** Start of RECORD EXTRACTS **

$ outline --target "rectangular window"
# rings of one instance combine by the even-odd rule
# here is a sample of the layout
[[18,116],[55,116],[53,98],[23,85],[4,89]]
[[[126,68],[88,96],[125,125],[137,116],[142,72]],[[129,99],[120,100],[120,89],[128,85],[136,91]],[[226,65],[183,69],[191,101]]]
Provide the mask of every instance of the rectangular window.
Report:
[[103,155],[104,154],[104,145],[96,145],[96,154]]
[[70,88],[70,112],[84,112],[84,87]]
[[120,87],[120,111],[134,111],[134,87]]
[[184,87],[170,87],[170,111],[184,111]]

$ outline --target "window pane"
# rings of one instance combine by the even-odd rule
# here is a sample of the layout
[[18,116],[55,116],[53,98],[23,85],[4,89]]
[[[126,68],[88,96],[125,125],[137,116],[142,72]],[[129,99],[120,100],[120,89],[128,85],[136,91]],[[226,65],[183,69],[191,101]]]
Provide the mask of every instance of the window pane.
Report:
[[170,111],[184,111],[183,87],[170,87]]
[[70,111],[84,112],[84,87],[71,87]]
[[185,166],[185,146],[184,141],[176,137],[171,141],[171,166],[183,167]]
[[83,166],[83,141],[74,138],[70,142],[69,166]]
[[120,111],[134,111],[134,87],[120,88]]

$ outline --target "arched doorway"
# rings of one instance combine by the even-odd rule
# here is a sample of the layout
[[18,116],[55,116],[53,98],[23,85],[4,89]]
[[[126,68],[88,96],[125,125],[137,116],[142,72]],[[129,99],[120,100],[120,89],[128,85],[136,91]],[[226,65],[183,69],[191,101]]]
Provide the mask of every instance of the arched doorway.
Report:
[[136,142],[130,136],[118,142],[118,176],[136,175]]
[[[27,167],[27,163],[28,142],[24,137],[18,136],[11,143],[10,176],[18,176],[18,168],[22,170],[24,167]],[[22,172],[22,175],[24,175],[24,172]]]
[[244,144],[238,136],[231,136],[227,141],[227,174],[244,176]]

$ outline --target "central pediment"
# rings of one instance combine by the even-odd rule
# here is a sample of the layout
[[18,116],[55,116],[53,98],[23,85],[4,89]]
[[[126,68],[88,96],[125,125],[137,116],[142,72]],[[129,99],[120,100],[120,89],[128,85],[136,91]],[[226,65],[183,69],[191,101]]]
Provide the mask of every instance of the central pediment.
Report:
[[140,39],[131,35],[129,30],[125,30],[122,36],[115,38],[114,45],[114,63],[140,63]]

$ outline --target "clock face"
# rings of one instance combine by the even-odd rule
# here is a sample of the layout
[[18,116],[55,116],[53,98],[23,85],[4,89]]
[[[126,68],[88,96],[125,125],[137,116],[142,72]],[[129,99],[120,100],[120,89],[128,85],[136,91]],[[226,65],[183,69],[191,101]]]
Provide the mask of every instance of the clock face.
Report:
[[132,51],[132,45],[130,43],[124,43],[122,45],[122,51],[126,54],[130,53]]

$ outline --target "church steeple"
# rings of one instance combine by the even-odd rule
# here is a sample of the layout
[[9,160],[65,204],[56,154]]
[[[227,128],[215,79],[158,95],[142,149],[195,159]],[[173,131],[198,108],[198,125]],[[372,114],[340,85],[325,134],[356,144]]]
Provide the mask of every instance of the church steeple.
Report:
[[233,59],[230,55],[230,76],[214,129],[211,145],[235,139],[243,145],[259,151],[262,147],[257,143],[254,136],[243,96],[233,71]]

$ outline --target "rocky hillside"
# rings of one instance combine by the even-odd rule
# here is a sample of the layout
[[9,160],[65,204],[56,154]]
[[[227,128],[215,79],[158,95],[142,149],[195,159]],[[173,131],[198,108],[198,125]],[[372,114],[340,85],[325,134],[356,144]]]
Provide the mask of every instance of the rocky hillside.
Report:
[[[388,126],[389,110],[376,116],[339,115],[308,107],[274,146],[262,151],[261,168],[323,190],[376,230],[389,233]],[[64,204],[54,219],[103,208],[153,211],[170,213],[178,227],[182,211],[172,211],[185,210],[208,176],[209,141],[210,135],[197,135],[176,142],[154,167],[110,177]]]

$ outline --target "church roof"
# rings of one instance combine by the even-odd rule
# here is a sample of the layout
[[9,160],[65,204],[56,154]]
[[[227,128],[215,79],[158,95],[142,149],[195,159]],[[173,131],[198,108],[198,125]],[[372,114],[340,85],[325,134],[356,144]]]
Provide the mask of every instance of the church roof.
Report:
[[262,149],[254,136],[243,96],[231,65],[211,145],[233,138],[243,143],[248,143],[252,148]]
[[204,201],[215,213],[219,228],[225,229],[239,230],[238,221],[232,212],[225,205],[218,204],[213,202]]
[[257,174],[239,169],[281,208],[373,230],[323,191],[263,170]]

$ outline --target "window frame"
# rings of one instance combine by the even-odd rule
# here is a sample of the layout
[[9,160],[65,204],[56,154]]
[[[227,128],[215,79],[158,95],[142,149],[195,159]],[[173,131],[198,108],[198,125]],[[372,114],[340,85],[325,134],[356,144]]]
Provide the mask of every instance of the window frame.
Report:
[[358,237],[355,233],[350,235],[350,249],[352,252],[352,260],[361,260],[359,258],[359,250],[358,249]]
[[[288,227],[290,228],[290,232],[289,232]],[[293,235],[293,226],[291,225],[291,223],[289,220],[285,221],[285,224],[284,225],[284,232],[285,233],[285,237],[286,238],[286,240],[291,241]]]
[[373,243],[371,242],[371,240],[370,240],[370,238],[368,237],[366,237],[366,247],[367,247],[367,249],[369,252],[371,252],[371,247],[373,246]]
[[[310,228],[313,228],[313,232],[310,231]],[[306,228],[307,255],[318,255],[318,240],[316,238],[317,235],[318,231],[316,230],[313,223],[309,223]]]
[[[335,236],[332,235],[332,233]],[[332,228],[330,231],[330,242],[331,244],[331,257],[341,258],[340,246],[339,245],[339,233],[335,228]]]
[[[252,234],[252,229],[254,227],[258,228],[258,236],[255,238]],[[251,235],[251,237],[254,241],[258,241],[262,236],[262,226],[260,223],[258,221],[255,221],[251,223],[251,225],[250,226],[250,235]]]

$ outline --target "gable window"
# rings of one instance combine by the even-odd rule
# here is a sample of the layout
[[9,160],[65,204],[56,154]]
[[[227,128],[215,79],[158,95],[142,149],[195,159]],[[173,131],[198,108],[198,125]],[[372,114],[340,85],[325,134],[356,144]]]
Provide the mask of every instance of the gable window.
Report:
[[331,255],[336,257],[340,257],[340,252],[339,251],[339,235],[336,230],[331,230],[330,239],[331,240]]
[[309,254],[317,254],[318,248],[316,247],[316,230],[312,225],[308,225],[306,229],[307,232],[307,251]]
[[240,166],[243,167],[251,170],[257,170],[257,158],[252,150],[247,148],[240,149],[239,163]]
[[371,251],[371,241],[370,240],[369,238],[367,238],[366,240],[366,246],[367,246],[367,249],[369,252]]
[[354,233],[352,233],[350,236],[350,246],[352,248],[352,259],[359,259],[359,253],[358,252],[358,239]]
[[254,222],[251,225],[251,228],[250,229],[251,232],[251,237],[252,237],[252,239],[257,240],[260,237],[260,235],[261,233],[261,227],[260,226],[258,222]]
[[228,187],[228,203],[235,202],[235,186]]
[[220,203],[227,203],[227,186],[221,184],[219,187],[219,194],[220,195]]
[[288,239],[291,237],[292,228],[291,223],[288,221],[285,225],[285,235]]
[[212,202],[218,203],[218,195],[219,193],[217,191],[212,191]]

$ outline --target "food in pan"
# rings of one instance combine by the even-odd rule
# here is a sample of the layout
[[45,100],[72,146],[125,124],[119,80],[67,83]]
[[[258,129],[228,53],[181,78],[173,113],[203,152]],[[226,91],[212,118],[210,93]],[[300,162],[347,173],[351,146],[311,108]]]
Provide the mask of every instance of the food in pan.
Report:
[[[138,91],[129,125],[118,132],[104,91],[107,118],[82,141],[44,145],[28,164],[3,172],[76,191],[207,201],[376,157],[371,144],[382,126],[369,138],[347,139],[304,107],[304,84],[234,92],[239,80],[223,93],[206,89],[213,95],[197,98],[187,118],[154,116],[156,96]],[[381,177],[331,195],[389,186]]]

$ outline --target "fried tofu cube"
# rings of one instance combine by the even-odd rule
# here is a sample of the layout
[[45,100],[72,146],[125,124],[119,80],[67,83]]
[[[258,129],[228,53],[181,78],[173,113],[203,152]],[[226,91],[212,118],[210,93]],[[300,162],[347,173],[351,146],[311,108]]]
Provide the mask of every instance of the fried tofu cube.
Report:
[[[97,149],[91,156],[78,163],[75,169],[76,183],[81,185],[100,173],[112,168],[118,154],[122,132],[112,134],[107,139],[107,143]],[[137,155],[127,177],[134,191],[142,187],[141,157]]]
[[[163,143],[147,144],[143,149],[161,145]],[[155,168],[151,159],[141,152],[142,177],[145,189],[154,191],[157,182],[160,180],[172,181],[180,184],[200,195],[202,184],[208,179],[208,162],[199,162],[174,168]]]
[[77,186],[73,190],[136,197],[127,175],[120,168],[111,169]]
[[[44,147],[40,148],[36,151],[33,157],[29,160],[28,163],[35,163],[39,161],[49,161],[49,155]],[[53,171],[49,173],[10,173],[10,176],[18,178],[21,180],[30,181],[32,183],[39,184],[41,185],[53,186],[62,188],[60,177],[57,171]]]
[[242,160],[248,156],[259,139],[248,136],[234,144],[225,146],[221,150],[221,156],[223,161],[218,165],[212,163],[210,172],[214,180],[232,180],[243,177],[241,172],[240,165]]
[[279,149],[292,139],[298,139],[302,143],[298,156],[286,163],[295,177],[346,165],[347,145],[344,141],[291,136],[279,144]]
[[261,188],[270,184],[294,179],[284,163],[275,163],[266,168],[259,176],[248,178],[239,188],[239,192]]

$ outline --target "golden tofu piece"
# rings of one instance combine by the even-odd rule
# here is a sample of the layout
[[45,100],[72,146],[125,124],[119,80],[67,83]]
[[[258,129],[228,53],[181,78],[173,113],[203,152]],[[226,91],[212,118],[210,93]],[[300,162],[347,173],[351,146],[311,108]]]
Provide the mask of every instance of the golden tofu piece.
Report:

** End of RECORD EXTRACTS **

__WHAT IS REQUIRED__
Reproduce everything from the start of the records down to the line containing "[[244,144],[238,136],[231,136],[227,141],[227,174],[244,176]]", requests included, raising every polygon coordinate in the answers by 11. Leave the requests and their layout samples unchanged.

__RESPONSE TO THE EXERCISE__
$ outline --target "rectangular window"
# rings of one instance combine by the even-odd rule
# here is a sample of the layout
[[18,116],[55,116],[53,98],[23,85],[4,89]]
[[[126,68],[88,96],[125,125],[137,116],[142,72]],[[129,99],[120,100],[120,89],[128,85],[136,91]],[[226,65],[183,69],[191,101]]]
Provide the mask of every instance of the rectangular window.
Report:
[[114,166],[115,165],[115,156],[107,156],[107,165]]
[[81,99],[81,123],[95,123],[95,98]]
[[131,98],[131,122],[145,122],[145,98]]
[[195,98],[181,98],[181,122],[195,122]]

$ outline --target "window pane"
# rings of one instance combine by the even-odd rule
# here is a sample of the layout
[[18,116],[55,116],[53,98],[23,85],[4,89]]
[[[126,68],[88,96],[125,125],[137,116],[142,72]],[[129,99],[120,100],[120,89],[128,85],[136,91]],[[226,65],[183,69],[191,101]]]
Provide the mask of every instance of the window pane.
Report:
[[181,122],[195,122],[194,98],[181,98]]
[[81,122],[95,123],[95,98],[82,98]]
[[196,177],[196,157],[195,152],[187,148],[182,152],[182,177],[194,178]]
[[94,177],[94,152],[85,149],[81,153],[80,177]]
[[131,122],[145,122],[145,98],[131,99]]

$ outline --target "arched doorway"
# rings of one instance combine by the even-odd rule
# here is a sample of the layout
[[18,116],[55,116],[53,98],[23,85],[4,89]]
[[[126,68],[88,96],[125,125],[137,116],[142,72]],[[129,99],[120,100],[120,89],[128,85],[136,91]],[[226,65],[183,69],[191,101]]]
Provide the mask of every instance of the arched doorway.
Report:
[[147,153],[141,147],[129,153],[129,187],[147,186]]
[[[38,178],[38,174],[39,153],[35,148],[29,147],[22,154],[21,187],[29,187],[29,179],[33,181],[35,178]],[[33,183],[33,186],[35,186],[35,183]]]
[[255,155],[249,147],[242,147],[238,152],[238,185],[255,187]]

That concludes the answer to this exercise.